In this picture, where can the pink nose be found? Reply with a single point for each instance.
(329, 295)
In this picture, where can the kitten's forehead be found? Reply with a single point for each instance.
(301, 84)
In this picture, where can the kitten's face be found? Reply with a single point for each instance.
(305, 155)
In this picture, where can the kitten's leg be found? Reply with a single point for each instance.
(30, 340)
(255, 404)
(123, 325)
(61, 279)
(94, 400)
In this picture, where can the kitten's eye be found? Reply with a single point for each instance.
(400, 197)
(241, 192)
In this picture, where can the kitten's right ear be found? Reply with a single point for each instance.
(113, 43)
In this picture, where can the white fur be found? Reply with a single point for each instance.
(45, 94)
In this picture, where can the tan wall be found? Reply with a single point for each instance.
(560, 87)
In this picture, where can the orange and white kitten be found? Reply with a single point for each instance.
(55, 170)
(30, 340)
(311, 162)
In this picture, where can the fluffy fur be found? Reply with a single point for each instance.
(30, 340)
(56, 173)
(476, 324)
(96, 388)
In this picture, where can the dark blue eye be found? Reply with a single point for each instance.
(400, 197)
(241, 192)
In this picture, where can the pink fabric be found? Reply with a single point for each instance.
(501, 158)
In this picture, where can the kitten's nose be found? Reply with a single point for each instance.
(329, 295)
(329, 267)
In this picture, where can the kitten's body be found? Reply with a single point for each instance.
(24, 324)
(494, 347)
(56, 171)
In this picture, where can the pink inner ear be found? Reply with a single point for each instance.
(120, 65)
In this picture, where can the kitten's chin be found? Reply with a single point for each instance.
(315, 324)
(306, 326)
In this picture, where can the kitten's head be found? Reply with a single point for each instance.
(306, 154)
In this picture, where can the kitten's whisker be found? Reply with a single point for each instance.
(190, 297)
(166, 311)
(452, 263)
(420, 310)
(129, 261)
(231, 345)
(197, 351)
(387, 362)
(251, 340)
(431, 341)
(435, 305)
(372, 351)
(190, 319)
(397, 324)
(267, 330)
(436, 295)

= What is expected =
Copy out every item above word for word.

= Task result =
In this picture, where can the pink nose be found? Reply with a single point for each instance.
(329, 295)
In this picture, where can the kitten's forehead be found? Reply with a single point for each instance.
(301, 84)
In this picture, where can the kitten's face be found? Reply with a single point for each instance.
(305, 155)
In this picture, where can the kitten's leg be found? Reply with a single point for each instance.
(30, 340)
(255, 404)
(123, 325)
(61, 279)
(94, 400)
In this picture, where can the kitten's eye be found? Reply with a single point for each instance.
(400, 197)
(241, 192)
In this picture, where can the kitten's right ear be found? Reply with a single point for each instance.
(113, 43)
In this picture, where can the white fur be found? Reply with a single point for each instance.
(45, 94)
In this picture, where can the tan wall be found? Reply with a single point for each instance.
(560, 87)
In this picture, where can the orange and white kitten be found? Reply with a single point for each instance.
(55, 170)
(30, 340)
(311, 162)
In this picture, where can the fluffy fur be found? Reply with a single point for each instance.
(30, 340)
(56, 173)
(476, 324)
(96, 388)
In this picture, where can the dark blue eye be found? Reply with a single point for each instance.
(400, 197)
(241, 192)
In this picture, where can the pink fabric be found? Reply with a single point for each instance.
(501, 158)
In this picture, where can the kitten's nose be found? Reply with a single point for each instance.
(329, 295)
(329, 267)
In this picture, where can the kitten's body be found? Reply with a single point for each instance.
(24, 324)
(494, 347)
(56, 171)
In this picture, where can the pink inner ear be found? Reply with a single point for each instance.
(120, 65)
In this picture, where can the kitten's chin be found? Reply with a single point for each instance.
(315, 324)
(306, 326)
In this picture, where can the kitten's head be found? Reply with a single point for each instance.
(306, 154)
In this picture, where can the kitten's whisker be found? Reply with a single point for each instance.
(190, 297)
(166, 311)
(452, 263)
(420, 310)
(129, 261)
(231, 345)
(197, 351)
(387, 362)
(251, 340)
(431, 341)
(435, 305)
(372, 351)
(190, 319)
(397, 324)
(267, 330)
(436, 295)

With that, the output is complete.